==== RECORDED DATA

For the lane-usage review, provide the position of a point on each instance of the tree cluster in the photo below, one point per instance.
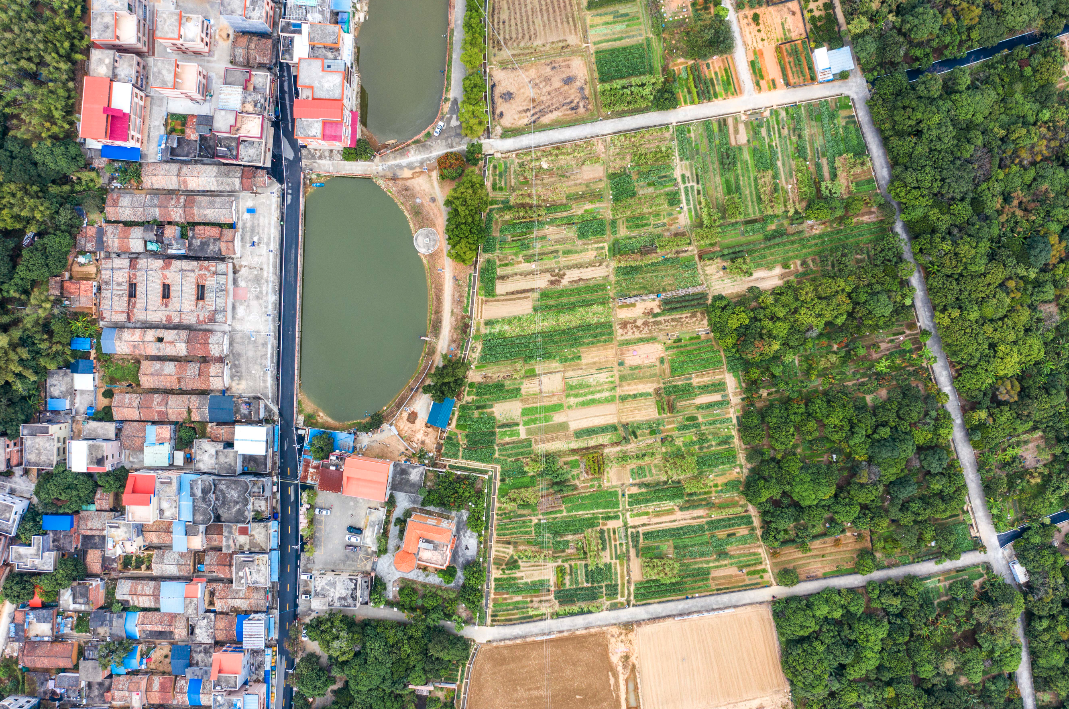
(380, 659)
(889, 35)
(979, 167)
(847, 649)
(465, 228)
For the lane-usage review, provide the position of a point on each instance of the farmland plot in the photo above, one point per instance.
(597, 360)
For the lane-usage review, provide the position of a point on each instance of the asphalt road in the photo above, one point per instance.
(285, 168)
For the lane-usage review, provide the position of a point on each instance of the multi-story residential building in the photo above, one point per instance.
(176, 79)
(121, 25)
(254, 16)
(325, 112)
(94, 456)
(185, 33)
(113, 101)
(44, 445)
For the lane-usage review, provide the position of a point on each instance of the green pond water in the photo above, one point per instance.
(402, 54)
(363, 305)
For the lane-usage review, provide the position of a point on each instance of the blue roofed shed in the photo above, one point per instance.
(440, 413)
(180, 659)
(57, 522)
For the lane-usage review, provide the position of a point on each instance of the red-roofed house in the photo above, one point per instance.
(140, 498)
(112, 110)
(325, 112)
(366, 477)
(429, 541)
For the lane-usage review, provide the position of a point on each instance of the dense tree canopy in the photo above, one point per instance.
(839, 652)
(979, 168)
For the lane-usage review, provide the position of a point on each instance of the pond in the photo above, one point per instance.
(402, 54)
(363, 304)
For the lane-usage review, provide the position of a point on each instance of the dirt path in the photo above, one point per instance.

========
==== RECORDED DATA

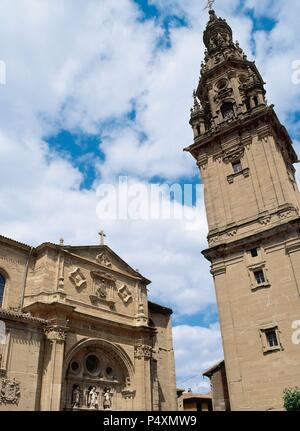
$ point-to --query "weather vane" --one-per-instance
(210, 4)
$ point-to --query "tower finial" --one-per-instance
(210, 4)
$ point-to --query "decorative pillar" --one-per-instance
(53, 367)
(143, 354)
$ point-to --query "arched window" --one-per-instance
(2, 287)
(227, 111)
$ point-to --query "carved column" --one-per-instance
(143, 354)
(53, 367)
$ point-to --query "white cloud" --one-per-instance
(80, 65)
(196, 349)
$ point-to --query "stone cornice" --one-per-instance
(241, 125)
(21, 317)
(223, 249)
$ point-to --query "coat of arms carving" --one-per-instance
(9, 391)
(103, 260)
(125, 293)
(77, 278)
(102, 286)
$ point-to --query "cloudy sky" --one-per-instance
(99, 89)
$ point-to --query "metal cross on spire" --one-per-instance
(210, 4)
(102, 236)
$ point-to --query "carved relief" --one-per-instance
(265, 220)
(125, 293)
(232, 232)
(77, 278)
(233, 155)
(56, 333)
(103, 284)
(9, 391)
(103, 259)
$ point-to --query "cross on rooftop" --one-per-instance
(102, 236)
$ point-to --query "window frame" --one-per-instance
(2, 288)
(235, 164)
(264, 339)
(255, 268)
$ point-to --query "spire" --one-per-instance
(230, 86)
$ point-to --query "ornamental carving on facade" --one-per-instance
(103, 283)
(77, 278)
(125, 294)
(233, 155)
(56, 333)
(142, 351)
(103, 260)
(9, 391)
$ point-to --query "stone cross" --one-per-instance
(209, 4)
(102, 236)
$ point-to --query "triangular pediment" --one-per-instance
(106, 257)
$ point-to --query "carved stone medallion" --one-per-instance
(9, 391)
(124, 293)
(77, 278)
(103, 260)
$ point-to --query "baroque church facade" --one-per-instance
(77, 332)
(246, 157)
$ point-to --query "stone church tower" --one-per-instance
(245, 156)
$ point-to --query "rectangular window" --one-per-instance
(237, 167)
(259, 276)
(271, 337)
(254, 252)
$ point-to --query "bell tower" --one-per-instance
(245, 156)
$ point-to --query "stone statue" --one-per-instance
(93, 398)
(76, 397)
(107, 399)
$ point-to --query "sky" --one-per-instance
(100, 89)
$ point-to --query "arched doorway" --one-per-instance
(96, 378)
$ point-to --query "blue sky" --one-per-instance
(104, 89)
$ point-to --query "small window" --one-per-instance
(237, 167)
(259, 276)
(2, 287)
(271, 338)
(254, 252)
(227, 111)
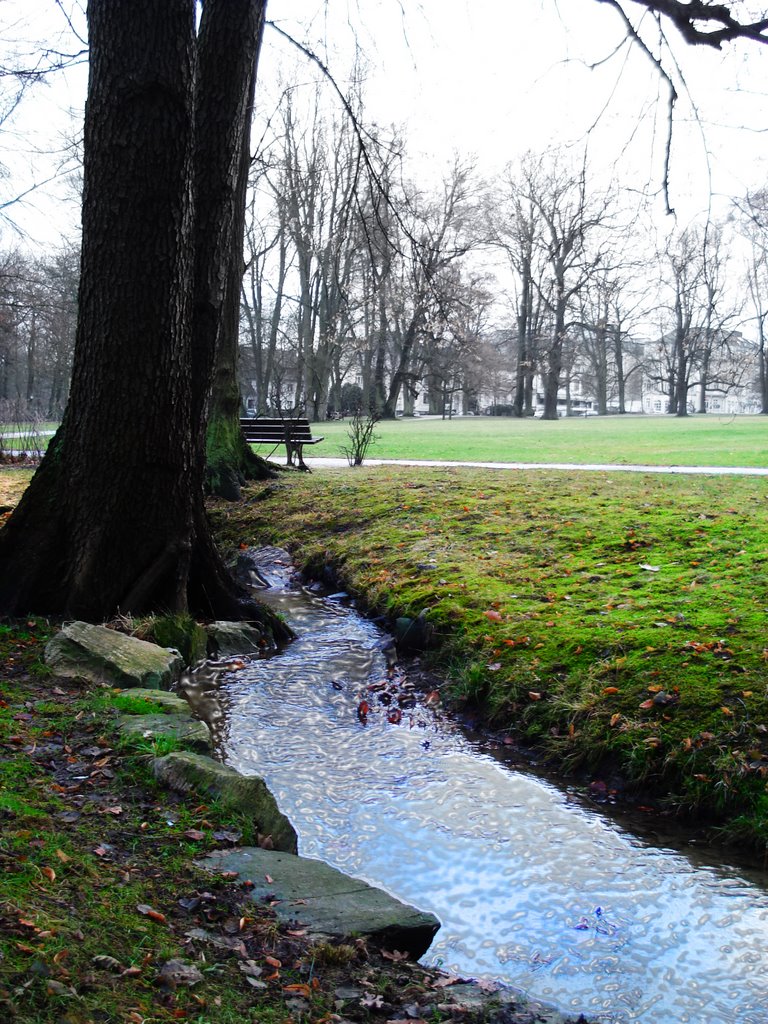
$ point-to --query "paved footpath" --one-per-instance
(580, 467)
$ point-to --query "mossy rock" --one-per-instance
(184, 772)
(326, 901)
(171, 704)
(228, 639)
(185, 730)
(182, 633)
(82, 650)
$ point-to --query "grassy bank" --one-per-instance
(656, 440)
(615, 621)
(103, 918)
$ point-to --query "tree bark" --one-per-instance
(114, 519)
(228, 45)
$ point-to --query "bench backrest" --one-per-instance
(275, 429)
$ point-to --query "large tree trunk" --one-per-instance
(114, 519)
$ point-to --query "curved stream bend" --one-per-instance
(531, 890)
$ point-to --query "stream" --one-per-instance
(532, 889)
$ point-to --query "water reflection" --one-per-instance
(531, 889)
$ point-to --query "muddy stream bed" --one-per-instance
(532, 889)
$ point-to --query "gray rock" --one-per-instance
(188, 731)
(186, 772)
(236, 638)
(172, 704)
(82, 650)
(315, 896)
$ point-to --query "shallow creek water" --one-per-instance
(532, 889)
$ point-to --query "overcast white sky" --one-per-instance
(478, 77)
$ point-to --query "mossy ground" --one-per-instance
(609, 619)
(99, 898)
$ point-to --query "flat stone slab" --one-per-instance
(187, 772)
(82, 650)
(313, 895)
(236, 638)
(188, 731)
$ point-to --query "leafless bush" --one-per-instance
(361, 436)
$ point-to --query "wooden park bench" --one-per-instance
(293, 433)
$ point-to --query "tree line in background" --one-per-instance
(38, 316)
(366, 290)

========

◆ WHAT IS BEING ASKED ◆
The required answer is the run of lines above, starting at the line with "of the red-roofed" and ending at the line with "of the dirt", reproduced exactly with both ends.

◆ ANSWER SECTION ◆
For the lane-usage review, provide the position of a point on each instance of the red-roofed house in the photo above, one point per instance.
(140, 498)
(112, 110)
(325, 112)
(366, 477)
(429, 541)
For the lane-usage review, provide the position of a point on each instance of the dense tree canopy in the photo above, one point per instance.
(839, 652)
(979, 168)
For the lane-usage review, provide the position of a point on each instance of the pond in the photo above, one point per instance.
(402, 54)
(363, 304)
For the lane-usage review, provide the position of a point on each instance of the dirt path in the photo above, one point per instance.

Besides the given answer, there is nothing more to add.